Task objective:
In this material, which lines include the string "brown"? Show them.

Data for this task:

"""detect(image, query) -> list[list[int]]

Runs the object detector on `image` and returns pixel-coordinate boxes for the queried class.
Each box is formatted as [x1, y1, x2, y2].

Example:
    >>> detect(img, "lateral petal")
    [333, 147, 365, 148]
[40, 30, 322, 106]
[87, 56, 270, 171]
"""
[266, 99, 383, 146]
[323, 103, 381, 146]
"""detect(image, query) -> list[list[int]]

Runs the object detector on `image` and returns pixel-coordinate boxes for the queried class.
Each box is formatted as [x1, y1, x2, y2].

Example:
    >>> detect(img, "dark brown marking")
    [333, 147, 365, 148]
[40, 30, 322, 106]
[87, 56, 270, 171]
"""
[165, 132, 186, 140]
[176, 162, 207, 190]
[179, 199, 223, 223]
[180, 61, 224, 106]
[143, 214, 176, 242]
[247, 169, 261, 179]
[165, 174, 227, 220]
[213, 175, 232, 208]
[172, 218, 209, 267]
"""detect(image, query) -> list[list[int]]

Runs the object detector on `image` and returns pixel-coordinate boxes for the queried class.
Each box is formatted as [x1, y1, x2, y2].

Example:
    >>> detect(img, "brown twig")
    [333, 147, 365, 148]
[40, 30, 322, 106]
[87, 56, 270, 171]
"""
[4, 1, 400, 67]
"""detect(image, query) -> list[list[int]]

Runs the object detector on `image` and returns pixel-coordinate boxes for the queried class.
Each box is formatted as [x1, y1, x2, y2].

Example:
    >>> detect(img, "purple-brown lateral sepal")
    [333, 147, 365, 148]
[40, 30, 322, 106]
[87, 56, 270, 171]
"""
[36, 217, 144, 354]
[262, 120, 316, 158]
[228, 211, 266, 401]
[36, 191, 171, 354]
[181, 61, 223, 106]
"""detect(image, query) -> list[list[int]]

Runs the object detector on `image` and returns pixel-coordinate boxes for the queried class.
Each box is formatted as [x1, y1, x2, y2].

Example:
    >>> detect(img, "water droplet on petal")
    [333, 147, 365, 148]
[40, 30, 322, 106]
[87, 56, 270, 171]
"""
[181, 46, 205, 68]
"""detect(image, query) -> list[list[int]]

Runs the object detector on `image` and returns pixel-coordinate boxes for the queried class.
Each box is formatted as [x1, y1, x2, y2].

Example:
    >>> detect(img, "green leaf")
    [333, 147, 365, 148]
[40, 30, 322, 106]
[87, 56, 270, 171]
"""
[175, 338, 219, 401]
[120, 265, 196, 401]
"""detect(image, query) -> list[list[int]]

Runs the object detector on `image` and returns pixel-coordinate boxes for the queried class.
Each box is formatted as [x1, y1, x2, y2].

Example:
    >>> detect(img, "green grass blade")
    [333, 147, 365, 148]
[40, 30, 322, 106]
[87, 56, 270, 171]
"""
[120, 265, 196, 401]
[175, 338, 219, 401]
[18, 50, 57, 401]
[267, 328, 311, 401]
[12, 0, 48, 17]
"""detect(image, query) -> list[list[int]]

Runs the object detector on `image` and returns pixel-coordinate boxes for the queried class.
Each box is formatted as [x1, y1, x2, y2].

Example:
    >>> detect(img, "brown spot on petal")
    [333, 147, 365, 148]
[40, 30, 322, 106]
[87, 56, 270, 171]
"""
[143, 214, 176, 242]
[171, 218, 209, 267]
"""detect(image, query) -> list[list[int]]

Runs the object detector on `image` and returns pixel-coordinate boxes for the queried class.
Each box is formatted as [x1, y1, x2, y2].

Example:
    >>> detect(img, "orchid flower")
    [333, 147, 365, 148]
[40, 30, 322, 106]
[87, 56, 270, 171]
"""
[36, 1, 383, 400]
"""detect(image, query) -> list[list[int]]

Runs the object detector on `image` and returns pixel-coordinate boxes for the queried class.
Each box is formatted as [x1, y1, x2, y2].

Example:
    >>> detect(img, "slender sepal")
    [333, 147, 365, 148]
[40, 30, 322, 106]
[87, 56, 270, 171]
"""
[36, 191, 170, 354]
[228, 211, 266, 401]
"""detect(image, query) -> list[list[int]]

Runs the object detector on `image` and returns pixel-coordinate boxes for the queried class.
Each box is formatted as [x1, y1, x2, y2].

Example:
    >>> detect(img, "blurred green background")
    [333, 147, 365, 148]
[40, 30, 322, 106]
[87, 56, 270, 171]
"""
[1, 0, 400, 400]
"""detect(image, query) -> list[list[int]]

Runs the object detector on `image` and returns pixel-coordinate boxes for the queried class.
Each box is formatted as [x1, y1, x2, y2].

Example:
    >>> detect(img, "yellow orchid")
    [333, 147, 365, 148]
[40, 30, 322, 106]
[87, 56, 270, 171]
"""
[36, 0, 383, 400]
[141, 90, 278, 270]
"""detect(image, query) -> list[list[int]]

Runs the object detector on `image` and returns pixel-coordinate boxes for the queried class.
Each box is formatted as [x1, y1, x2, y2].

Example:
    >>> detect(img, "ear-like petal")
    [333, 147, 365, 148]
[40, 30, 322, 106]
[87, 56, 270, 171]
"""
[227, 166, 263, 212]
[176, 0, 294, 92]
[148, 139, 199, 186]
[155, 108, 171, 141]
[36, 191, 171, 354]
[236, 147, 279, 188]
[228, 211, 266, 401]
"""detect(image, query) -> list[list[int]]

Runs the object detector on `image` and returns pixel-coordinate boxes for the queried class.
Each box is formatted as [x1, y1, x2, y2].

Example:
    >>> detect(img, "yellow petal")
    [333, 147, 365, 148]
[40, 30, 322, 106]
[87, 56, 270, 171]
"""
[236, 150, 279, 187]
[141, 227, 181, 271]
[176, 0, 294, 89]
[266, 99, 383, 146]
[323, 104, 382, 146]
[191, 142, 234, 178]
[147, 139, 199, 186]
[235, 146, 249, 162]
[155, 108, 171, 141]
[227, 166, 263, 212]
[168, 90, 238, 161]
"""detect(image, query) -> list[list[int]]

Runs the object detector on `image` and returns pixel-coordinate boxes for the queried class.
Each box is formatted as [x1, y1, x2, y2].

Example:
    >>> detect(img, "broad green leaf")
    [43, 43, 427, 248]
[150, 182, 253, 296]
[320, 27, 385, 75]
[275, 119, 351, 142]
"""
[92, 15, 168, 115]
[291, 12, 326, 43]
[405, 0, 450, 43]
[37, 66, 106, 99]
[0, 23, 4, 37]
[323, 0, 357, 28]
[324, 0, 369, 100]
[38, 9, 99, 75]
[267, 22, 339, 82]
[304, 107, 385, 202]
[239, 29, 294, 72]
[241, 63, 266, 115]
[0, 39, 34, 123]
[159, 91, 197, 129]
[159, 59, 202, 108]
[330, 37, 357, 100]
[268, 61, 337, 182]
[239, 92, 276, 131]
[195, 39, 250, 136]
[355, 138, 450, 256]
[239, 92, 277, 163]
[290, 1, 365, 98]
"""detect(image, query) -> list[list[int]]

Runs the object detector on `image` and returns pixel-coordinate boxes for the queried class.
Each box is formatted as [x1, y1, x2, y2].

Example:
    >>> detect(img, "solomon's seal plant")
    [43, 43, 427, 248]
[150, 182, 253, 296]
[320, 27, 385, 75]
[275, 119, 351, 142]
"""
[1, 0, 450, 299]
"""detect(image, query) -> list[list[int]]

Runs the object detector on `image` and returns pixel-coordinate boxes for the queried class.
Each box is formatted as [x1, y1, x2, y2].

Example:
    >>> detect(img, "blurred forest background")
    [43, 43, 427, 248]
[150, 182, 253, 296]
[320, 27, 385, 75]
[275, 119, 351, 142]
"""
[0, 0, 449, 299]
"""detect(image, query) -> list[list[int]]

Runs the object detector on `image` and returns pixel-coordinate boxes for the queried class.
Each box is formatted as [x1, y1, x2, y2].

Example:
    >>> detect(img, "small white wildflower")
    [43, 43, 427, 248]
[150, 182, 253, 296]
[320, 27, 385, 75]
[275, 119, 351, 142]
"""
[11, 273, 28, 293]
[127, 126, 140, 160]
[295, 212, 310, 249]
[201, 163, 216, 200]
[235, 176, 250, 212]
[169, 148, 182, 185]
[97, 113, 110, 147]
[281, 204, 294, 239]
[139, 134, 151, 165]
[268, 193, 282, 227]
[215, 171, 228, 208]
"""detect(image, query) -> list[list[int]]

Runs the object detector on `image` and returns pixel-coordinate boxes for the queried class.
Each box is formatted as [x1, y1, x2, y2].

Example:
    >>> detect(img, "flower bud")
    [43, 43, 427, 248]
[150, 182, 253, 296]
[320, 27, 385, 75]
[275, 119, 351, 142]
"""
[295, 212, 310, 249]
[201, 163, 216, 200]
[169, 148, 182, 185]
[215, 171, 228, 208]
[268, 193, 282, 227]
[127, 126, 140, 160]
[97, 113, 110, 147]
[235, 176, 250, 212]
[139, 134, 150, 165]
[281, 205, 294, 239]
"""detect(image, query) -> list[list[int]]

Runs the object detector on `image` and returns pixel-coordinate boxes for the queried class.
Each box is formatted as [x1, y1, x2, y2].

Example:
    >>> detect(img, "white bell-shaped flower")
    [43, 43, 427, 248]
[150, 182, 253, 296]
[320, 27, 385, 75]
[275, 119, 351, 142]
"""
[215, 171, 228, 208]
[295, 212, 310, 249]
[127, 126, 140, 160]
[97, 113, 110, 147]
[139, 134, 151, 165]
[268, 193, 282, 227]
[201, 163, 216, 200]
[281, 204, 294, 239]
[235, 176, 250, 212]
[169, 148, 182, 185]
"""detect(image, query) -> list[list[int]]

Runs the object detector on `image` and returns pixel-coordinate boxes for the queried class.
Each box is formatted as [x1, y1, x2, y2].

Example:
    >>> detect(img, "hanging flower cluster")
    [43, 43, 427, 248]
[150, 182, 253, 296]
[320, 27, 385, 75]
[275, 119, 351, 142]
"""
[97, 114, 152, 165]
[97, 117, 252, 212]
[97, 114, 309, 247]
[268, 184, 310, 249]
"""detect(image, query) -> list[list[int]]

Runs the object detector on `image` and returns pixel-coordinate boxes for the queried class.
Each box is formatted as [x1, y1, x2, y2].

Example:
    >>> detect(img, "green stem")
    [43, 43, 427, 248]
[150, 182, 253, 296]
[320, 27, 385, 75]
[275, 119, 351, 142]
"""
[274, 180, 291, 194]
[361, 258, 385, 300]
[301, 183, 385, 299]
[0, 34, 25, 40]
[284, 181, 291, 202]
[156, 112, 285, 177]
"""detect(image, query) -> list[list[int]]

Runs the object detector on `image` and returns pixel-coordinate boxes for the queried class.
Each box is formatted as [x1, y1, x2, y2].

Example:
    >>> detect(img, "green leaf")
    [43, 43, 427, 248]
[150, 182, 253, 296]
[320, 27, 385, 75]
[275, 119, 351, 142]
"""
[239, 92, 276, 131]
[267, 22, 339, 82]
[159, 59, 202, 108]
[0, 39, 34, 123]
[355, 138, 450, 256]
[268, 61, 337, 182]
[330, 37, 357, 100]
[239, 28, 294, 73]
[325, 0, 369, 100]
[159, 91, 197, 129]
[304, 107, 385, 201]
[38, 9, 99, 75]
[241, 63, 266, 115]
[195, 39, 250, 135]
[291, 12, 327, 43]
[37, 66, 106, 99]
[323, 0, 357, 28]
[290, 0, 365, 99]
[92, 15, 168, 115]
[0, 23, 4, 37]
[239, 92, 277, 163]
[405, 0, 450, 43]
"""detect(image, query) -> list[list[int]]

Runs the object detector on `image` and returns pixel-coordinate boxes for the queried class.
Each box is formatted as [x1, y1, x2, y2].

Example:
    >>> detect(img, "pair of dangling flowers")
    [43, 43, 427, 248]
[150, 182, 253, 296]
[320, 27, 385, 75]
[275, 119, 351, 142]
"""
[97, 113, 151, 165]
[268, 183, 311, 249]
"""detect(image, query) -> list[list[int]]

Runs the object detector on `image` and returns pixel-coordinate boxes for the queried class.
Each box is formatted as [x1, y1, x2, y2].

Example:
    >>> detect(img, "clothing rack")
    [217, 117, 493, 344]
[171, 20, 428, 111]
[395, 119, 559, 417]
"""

Exercise solution:
    >>> detect(img, "dark brown marking")
    >>> detect(img, "brown twig")
    >>> detect(img, "purple-brown lateral sepal")
    >>> detect(img, "brown spot on petal")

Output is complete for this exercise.